- Short problem:
Extend the forum thread about vintage Yazoo mowers, picking up right after its last sentence.

So it was a popular way for the military to mow grass. We sold MANY 24" PUSH hi wheel mowers with cast iron Clinton engines to Navy base in Milington Tenn north of Memphis. For KP.....sailors mowed grass.Millington Naval Air Station had a WHOLE lot of grass. You can imagine pushing a 150lbs of 24" hiwheel mower in west Tennesse humidity.

The years you ran a machine,quite possible it was a hydro on a gear trans with a Kohler engine. School board here in Nassau county still has one as well as one with the older clutch drive.
Shot me a pic of the units your bud [email protected] 
Ill identify them for you.

Parts these days are a biaytch. Ill help any way I can.

Not alot good about getting old except you get to be a historian....Jeez.........Im only 53.:dazed:

side note:Howard Brothers in St Louis bought frames and transaxles from Yazoo,painted them yellow and sold them as "Howard Price" mowers.


----------



## treed

Again, Neil, great info. I was stationed in Ft. Leonardwood, Missouri and grew up and still live in Missouri, south of St. Louis a few miles. I know about pushing a lawn mower in the heat and humidity. When attending college, I worked for the college during summer and spent 8 hours a day pushing a lawn mower in the Missouri heat and humidity. Speaking of humidity, I remember traveling for the company from St. Louis to San Diego and after boarding the plane in St. Louis, the woman next to me asked, "Is the sky here always that color?" She was, of course, referring to the haze the humidity creates here. Being from San Diego, she was used to seeing clear blue skies. I guess she doesn't drive to Los Angeles very often. There the haze is orange and created by smog.

Sorry for getting off-topic. I'll try and take some pics of the Yazoos my friend has, if he still has them. He is a trader and being in the lawn mower repair business, there's always some one who is willing to deal.

Thanks, again, for the info. Very insightful stuff, and I love this kind of history.


----------



## limestone

treed said:


> Actually, the folks over on lawnsite and lawncafe probably wouldn't touch something like this, much less know of anything about them. On those sites, it's ZTRs or nothing. These would be more of a vintage item than something you would want to use commercially, anyway.
> 
> Yes, there's a "tailwheel" for steering. It's a three wheeled machine. The third wheel, the back wheel, is guided by a chain driven from the upright steering wheel. These things have a Wisconsin 2-cylinder engine and hydrostatic transmissions. Going forward it's not too hard to get used to, but going in reverse is another thing all together.
> 
> I would like to have one, just to restore and to drive around a bit. I may try to pry one off his hands.
> 
> BTW, the YR-76 has a 76 inch deck, and the YR-60 has a 60 inch deck.


Treed
I have a YR-60 thats been siting in the back yard for a few years. I have alot of hills to mow and this thing was not the safest. The brakes consist of metal pads that go against the drive tires when you step on the brake . It ran good when I parked it but it has not been started in the past 5 years. It does have an 18 horse Wisconsin.

- Provided material:
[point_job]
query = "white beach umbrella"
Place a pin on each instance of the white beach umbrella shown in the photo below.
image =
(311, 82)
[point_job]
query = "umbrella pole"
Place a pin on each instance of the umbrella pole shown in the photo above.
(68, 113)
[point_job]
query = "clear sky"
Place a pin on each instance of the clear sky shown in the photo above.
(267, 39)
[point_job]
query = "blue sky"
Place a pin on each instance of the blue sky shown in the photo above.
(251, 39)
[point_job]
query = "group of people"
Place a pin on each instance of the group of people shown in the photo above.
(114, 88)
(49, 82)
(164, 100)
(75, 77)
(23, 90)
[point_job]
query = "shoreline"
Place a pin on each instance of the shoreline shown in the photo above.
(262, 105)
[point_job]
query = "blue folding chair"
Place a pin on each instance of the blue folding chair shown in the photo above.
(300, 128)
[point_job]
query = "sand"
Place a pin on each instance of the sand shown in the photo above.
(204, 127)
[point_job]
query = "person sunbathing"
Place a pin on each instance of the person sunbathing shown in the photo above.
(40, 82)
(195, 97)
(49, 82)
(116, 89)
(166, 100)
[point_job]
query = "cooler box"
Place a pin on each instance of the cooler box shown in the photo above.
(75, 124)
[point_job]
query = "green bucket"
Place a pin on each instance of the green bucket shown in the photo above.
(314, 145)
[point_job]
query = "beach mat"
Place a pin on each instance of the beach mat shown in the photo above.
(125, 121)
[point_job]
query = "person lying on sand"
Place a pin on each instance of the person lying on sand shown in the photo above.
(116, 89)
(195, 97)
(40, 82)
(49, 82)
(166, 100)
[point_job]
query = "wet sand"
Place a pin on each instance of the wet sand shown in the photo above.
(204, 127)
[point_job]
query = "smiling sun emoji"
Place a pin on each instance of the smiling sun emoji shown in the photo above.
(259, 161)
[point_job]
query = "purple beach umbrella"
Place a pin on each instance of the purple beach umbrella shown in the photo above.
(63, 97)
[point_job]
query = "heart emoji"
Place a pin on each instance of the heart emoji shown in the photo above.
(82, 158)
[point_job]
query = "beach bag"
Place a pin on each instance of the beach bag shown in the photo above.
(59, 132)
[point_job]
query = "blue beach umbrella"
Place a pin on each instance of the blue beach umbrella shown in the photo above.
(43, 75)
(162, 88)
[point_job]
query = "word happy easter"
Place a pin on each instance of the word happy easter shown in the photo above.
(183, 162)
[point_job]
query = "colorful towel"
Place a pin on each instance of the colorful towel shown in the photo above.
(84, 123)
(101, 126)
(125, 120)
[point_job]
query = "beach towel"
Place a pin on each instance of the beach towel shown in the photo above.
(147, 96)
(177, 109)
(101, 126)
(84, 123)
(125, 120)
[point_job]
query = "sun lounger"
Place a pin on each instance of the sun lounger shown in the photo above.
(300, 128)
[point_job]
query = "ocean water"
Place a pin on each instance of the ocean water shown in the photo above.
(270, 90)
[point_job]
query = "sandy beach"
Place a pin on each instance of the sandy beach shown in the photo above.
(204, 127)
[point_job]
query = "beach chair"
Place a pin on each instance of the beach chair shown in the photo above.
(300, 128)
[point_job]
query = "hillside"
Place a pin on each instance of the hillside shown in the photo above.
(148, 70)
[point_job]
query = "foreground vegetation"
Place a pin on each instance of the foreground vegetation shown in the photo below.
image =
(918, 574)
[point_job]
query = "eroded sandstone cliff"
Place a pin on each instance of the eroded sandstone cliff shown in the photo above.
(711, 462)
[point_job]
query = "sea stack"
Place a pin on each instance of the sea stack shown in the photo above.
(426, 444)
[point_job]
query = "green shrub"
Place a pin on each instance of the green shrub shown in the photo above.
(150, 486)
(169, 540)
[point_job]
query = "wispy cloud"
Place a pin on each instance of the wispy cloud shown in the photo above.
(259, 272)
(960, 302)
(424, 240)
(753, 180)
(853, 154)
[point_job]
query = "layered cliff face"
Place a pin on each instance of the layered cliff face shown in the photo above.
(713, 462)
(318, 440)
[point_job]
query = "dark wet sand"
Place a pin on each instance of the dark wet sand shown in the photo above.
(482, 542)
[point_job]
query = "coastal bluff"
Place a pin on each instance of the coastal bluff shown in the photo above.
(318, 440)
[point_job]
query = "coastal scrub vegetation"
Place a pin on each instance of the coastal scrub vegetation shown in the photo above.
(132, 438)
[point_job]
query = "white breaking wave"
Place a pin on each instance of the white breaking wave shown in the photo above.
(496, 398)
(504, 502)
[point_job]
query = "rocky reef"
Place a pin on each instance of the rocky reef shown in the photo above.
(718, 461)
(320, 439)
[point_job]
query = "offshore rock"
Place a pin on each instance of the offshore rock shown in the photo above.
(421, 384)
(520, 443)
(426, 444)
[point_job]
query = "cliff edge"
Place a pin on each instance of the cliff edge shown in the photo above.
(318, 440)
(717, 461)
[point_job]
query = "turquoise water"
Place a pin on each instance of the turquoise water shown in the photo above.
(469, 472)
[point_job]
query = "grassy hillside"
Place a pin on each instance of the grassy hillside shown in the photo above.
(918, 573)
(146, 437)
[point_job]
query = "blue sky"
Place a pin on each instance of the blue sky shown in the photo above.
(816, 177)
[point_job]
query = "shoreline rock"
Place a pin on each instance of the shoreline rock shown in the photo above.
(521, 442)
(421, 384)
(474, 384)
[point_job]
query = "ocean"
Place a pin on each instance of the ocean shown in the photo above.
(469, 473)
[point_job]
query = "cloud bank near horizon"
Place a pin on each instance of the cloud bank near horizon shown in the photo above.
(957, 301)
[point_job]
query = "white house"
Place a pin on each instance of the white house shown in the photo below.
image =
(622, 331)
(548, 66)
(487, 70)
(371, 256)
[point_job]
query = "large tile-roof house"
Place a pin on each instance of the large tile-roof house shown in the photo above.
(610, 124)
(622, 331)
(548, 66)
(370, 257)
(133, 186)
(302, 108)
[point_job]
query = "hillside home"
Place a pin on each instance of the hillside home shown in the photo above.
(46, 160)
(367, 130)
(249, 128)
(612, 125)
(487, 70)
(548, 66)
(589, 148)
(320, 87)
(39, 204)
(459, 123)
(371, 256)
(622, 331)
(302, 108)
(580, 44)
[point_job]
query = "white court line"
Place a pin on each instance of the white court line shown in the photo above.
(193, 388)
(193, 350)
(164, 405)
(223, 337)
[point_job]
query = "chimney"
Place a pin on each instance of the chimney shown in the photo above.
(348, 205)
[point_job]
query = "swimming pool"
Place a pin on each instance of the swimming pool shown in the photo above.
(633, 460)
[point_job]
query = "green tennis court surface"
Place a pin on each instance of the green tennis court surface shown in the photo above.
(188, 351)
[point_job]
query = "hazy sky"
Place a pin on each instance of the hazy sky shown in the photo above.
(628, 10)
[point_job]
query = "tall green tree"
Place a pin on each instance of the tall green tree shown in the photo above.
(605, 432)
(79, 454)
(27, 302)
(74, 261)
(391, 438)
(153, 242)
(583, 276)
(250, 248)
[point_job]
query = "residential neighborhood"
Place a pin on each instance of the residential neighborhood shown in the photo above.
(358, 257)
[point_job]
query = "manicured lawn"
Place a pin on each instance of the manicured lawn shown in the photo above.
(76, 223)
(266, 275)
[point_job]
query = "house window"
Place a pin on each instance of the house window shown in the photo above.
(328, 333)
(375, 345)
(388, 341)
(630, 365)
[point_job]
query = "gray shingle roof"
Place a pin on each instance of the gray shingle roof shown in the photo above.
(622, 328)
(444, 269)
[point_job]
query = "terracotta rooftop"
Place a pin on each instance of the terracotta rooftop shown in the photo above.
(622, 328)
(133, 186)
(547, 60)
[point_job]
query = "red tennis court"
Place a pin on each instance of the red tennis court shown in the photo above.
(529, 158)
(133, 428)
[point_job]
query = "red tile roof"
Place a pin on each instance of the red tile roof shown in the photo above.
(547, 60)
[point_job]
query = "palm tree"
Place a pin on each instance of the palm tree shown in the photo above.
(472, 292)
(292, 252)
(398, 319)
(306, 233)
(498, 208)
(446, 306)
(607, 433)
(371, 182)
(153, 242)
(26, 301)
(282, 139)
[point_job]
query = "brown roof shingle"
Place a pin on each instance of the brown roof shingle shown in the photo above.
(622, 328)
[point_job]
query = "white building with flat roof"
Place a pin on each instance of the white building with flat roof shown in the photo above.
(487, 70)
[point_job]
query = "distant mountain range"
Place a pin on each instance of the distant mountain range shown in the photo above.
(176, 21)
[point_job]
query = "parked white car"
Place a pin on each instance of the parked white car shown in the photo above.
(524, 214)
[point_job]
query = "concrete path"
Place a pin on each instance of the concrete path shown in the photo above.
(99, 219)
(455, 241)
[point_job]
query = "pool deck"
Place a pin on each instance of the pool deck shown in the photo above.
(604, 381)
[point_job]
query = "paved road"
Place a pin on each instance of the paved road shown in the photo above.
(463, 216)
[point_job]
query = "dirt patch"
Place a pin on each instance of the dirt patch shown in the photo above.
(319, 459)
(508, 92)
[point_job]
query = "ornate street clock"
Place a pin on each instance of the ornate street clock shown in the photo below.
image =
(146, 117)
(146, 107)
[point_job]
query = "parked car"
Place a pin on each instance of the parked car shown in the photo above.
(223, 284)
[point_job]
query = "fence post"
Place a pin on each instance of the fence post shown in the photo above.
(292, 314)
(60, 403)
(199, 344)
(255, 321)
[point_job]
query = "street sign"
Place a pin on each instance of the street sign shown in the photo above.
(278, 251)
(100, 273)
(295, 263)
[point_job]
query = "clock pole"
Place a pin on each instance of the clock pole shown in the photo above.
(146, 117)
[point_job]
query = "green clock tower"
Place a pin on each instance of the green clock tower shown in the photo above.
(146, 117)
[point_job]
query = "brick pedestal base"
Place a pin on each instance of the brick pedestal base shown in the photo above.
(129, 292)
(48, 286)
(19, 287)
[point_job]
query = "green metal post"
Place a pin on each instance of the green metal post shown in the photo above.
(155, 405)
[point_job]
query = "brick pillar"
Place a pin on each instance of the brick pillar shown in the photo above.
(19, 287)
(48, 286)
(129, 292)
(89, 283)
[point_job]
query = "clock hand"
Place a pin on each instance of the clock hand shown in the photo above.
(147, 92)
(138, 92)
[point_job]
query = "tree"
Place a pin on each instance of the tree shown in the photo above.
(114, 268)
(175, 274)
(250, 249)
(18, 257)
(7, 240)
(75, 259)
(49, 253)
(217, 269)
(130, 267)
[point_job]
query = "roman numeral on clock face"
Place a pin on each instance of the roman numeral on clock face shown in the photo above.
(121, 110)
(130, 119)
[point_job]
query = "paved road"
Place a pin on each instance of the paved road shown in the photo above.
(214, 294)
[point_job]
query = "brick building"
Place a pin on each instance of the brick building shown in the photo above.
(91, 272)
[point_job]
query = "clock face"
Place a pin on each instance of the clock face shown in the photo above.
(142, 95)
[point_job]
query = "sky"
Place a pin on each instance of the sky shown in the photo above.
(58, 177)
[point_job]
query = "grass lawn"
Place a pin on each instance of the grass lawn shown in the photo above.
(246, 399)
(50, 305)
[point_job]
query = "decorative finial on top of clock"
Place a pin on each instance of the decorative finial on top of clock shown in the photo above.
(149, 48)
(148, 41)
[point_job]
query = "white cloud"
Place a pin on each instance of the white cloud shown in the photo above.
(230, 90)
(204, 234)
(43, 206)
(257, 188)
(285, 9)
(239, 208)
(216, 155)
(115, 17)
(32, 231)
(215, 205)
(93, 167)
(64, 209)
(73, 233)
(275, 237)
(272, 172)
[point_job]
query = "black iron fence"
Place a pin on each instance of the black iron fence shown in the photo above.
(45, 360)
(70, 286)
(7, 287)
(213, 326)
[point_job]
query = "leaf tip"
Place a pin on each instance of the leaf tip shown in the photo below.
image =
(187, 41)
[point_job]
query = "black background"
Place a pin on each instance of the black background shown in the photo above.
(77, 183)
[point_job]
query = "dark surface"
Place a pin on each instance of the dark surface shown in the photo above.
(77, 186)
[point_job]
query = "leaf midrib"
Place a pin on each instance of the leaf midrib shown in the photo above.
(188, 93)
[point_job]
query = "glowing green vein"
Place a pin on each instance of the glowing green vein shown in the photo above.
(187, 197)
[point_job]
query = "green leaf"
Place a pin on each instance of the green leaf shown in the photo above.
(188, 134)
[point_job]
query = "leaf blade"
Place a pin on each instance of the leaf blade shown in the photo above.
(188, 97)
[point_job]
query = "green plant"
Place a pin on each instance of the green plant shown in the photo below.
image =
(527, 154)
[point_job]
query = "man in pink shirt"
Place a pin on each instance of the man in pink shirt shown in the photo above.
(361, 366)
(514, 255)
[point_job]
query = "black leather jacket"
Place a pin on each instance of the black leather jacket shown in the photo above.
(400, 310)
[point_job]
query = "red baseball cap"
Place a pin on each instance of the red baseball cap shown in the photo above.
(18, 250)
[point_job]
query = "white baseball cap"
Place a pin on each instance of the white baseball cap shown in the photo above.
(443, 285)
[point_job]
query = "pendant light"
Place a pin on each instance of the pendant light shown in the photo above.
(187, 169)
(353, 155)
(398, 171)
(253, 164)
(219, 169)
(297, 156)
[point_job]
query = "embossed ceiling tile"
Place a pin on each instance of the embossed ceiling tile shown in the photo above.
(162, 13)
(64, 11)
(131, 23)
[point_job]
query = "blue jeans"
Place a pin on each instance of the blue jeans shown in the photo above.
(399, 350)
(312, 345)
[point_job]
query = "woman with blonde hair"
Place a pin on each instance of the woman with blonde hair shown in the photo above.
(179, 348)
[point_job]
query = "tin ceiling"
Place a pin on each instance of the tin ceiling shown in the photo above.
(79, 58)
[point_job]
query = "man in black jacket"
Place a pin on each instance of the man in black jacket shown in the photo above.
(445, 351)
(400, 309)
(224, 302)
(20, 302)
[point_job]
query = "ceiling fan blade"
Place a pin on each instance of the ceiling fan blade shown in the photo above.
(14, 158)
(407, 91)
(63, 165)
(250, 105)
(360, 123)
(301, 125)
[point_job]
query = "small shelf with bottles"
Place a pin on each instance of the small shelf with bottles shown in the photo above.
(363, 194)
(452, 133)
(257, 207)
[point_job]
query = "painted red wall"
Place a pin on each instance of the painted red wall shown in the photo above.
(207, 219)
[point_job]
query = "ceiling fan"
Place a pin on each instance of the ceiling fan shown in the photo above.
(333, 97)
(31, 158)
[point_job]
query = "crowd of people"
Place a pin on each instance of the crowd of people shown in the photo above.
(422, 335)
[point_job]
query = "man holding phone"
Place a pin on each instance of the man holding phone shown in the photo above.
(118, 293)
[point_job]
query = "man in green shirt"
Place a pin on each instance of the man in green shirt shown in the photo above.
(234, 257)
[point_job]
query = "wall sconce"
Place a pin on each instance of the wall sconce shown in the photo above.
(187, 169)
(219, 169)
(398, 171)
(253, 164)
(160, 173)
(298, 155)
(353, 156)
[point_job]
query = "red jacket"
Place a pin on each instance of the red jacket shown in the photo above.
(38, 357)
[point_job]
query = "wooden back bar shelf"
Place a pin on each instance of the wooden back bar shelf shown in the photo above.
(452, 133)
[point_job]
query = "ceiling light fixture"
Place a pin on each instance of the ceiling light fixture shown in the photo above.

- Task result:
----------



## wjjones

treed said:


> Here's a similar thread on lawnsite dealing with front mowers. You can tell be the atitude from this thread that front mowers aren't well respected on lawnsite.
> 
> http://www.lawnsite.com/showthread.php?s=&threadid=74661


 I prefer front deck model mowers i am not sure though where to find info on the yazoos. I know a guy who has one just like these you are showing.


----------



## tanyakoh

Always keep your lawn freshly cut with the best brands and models of lawn mowers. The right lawnmower for you will depend on the size of your garden and the type of cut you want for your lawn.


----------



## dangeroustoys56

My nephew owns a 80's yazoo RER with an 11HP briggs- all original - he brot it over and i did some work on it ( change deck belt, clean the carb, grease it up and change oil) - the belt changing was an ordeal in a half- we had to take the transmission out to even get anywhere near the belt. Its a neat little tractor- he wants to make a 'go kart' out of it, but im still trying to get him to restore it.


----------



## Redrooyazoo

Hey Neil,

Jim Kerr Jnr and family moved to Australia in 1989 ish and bought out a yazoo dealer in Toowoomba Qld (red roo) then produced own out front mower and high wheel mowers. Later getting into wood chippers/mulchers etc aimed at the hire industry. Building mowers down under is tough going, limited market and driest continient on the planet.

You will find their website RED ROO - Commercial Environmental Equipment , i believe Jim jnr is still involved in Melbourne and the company is run now by Jim kerr 111.

Thats how i have a lot of old yazoo parts and some knowledge of the old riders.

Cheers Redrooyazoo.


----------



## PasoBryan

anyone know about the sv26b-2 yazoo mower? help


----------



## bumblebills

I don't know of any website. I have two yr60s though that I use, I love them. I just finished rebuilding one and now I have to start on the deck. What kind of information are you looking for, or is it just a forum you're looking for?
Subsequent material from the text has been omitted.